**Exercise:**
According to the text about the "Litter of origin" project, how many sows did the L03 herd comprise?

**Excerpt provided:**
※ ※ ※

Project “Litter of origin”
The successful selection for increased litter size has resulted in an overall decrease in litter average birth weight (LBW). However, irrespective of litter size, a genotype x environment interaction has also been reported to result in a repeatable low LBW phenotype in a subpopulation of mature sows.
In the preliminary phase of a US National Pork Board-funded project to investigate links between LBW phenotype and sow lifetime productivity (SLP), conducted in collaboration with Holden Farms Inc., individual piglet weights were used to determine LBW in parity 2 to 4 of PIC Line 03 sows in a commercial genetic nucleus population. The L03 herd comprised of 1,150 sows. For the stud, sows with a total born (TB) of below 7 or above 20 were excluded.
TB was negatively correlated (P < 0.0001) to LBW [LBW = -0.037 (TB)+ 1.87, R2 = 0.20], representing a 500 g difference between the smallest and largest litters. In contrast, the variation in LBW among litters with the same TB was greater (mean = 950 g, range 600 to 1400 g). Sows with 2 consecutive parity records (n = 183, to date) were classified as having a repeatable low (LLBW, n = 24) or high (HLBW, n = 28) LBW phenotype. If LBW fell 1 standard deviation below or above the population mean, respectively, categorized as a repeatable medium (MLBW, n = 131) phenotype for intermediate weight litters.

※ ※ ※

**Data listing:**
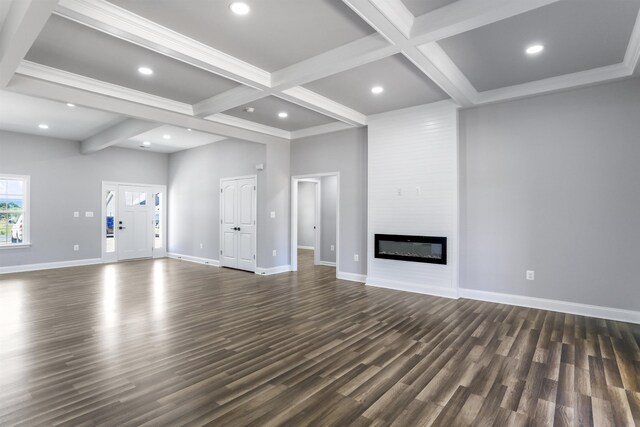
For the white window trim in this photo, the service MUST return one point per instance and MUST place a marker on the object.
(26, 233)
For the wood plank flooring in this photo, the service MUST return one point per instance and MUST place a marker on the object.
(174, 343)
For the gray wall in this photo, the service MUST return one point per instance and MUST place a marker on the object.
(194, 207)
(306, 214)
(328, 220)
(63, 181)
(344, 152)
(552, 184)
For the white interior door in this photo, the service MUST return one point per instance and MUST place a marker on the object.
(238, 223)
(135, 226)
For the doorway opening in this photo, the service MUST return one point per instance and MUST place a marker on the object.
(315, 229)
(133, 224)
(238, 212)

※ ※ ※

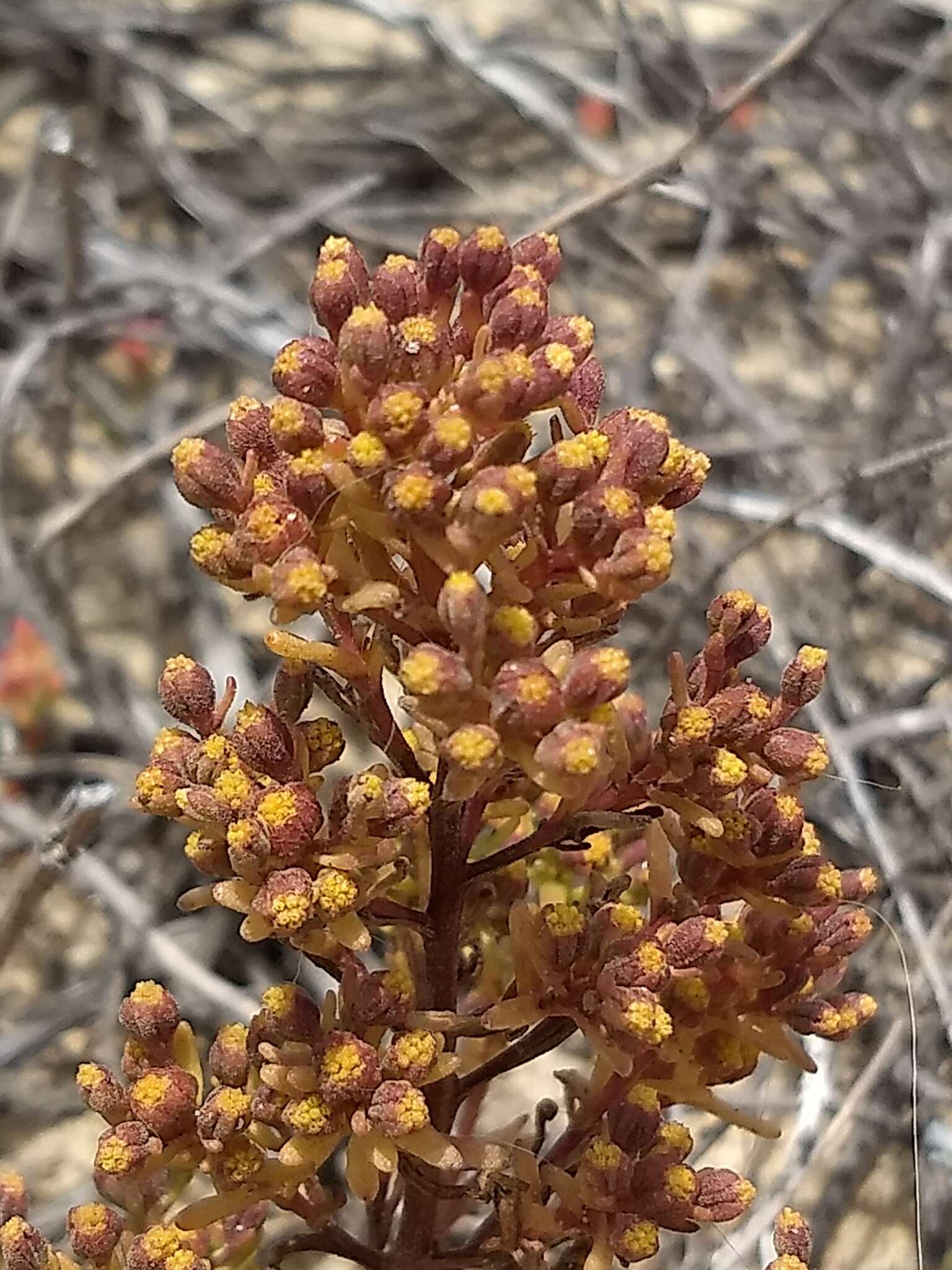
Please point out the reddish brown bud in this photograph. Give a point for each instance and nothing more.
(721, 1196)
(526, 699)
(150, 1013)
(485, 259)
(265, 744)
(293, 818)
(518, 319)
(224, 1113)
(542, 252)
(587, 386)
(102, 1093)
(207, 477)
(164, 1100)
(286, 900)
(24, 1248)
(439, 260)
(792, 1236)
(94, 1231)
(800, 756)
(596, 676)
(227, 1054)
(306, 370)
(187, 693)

※ ※ ※

**Solved problem:**
1,150 sows.